=== STORED ROWS ===

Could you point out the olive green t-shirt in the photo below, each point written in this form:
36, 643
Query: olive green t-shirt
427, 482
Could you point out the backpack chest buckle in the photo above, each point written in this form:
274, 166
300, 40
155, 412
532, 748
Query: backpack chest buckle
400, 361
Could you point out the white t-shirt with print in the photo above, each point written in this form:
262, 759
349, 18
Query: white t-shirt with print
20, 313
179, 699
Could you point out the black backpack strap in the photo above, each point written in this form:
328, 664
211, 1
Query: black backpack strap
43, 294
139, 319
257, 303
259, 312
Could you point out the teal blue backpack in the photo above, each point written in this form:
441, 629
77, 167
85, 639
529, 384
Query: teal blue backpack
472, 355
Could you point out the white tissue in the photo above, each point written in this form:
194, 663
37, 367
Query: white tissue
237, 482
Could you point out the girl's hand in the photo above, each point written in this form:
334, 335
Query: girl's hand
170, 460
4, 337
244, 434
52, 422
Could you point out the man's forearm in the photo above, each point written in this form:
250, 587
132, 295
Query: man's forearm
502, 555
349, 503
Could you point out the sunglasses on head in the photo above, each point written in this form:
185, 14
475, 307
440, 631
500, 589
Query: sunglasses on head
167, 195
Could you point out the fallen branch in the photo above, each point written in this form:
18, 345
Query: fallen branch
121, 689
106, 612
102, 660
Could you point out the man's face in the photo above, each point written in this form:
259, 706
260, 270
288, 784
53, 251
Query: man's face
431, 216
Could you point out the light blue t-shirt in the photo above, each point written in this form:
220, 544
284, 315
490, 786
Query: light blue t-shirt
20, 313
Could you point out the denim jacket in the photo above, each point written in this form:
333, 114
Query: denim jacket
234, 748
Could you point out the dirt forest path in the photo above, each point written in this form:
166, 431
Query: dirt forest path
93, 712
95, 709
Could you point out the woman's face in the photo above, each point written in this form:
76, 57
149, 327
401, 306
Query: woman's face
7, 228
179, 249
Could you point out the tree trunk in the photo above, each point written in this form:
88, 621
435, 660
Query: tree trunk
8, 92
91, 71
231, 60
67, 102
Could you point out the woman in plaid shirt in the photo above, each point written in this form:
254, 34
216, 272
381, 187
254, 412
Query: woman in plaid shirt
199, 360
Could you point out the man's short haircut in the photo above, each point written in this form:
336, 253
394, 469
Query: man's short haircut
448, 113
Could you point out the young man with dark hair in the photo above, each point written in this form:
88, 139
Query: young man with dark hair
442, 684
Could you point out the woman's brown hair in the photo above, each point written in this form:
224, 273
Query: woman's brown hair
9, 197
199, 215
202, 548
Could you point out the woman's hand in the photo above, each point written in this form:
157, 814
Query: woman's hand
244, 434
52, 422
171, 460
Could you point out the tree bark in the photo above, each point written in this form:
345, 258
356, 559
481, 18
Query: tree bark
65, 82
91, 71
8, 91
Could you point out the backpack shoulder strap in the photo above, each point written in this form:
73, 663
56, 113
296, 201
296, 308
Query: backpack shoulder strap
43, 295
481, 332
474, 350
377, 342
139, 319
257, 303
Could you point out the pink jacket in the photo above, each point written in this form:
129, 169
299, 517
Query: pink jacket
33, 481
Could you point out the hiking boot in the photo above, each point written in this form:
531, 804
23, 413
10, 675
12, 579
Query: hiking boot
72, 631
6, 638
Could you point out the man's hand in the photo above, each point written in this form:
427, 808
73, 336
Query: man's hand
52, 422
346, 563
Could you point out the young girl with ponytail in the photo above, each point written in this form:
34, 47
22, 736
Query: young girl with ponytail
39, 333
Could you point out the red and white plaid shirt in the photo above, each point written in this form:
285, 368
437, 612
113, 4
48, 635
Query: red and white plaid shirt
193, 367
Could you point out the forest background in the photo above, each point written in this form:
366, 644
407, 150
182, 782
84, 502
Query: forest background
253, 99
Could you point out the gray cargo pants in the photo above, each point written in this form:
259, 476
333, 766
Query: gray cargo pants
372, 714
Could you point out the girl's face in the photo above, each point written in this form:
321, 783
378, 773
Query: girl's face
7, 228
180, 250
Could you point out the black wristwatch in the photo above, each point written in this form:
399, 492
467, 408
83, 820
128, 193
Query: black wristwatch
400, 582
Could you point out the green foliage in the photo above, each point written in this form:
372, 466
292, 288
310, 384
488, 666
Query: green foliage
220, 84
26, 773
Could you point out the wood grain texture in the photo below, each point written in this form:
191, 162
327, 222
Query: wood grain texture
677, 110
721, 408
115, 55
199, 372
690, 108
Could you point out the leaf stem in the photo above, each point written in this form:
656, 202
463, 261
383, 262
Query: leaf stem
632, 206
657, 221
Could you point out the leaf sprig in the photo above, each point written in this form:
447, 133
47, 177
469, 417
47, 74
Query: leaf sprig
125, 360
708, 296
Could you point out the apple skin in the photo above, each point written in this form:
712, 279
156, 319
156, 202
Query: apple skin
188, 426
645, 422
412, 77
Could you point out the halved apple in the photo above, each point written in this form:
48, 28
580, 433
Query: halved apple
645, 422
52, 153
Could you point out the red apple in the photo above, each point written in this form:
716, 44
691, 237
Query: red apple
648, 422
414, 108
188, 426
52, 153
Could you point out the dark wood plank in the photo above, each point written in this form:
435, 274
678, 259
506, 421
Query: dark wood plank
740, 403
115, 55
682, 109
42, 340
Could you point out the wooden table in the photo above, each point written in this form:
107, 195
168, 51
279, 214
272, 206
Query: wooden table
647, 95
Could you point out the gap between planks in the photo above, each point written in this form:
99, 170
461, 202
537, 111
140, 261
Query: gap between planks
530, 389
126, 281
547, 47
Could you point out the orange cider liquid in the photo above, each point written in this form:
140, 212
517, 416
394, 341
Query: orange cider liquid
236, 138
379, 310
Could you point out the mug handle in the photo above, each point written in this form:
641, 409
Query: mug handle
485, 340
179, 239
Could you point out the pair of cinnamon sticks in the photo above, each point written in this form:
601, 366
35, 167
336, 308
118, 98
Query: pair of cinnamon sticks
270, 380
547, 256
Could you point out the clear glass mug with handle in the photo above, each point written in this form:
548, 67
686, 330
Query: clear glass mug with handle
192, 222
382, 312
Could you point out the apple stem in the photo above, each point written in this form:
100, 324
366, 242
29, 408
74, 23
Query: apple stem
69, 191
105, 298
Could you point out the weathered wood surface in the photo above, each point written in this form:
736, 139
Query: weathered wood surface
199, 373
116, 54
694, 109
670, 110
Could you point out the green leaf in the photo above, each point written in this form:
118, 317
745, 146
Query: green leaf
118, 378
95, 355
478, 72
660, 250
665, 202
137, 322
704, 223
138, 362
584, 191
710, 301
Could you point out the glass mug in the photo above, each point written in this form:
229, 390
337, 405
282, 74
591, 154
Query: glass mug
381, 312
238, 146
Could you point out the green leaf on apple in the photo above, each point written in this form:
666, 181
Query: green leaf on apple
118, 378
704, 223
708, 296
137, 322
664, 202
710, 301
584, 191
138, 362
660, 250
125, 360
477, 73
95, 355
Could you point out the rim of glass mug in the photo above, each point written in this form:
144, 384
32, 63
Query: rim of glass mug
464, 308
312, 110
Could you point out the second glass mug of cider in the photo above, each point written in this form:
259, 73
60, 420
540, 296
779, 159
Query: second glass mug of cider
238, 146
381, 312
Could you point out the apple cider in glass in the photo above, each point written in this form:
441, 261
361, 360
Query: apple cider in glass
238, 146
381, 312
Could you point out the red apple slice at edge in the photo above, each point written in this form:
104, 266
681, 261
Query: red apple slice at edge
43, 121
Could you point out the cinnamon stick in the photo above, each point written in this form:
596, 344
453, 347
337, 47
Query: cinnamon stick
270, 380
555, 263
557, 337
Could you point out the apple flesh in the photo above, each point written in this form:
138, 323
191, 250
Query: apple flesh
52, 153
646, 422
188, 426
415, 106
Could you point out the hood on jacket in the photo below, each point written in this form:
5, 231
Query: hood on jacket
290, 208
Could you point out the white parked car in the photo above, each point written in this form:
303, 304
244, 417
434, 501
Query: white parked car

===

◆ PROBLEM REQUIREMENTS: The required output is the span of lines from the one containing "Could you point out the rim" to the last line, reproduced character for character.

◆ RESPONSE BELOW:
Could you point out the rim of glass mug in the photo above, each point written in this form:
144, 384
32, 63
Query: rim of glass mug
464, 308
312, 110
Could you point out the second glass mug of cider in the photo above, each point written in this form:
259, 73
60, 420
540, 296
779, 159
Query: second glass mug of cider
238, 146
381, 312
Could you point out the apple cider in glass in the photo above, each point written in this form:
441, 261
361, 360
Query: apple cider in glass
238, 146
381, 312
Could you point out the red apple slice at edge in the photo above, each point written in this form:
104, 266
681, 261
Query: red apple slice at edge
43, 121
Could you point out the cinnamon stick in the photo above, each point written in this form:
596, 344
453, 347
337, 47
Query: cinnamon stick
270, 380
555, 263
557, 337
Could you point out the apple flesh in the photo above, each point written in this form:
138, 323
191, 250
Query: apple flesh
52, 153
646, 422
188, 426
415, 106
Could you point out the hood on jacket in the photo below, each point written in this form:
5, 231
Query: hood on jacket
290, 208
Could you point out the white parked car in the photo above, each point written in this form:
303, 304
244, 417
434, 501
Query: white parked car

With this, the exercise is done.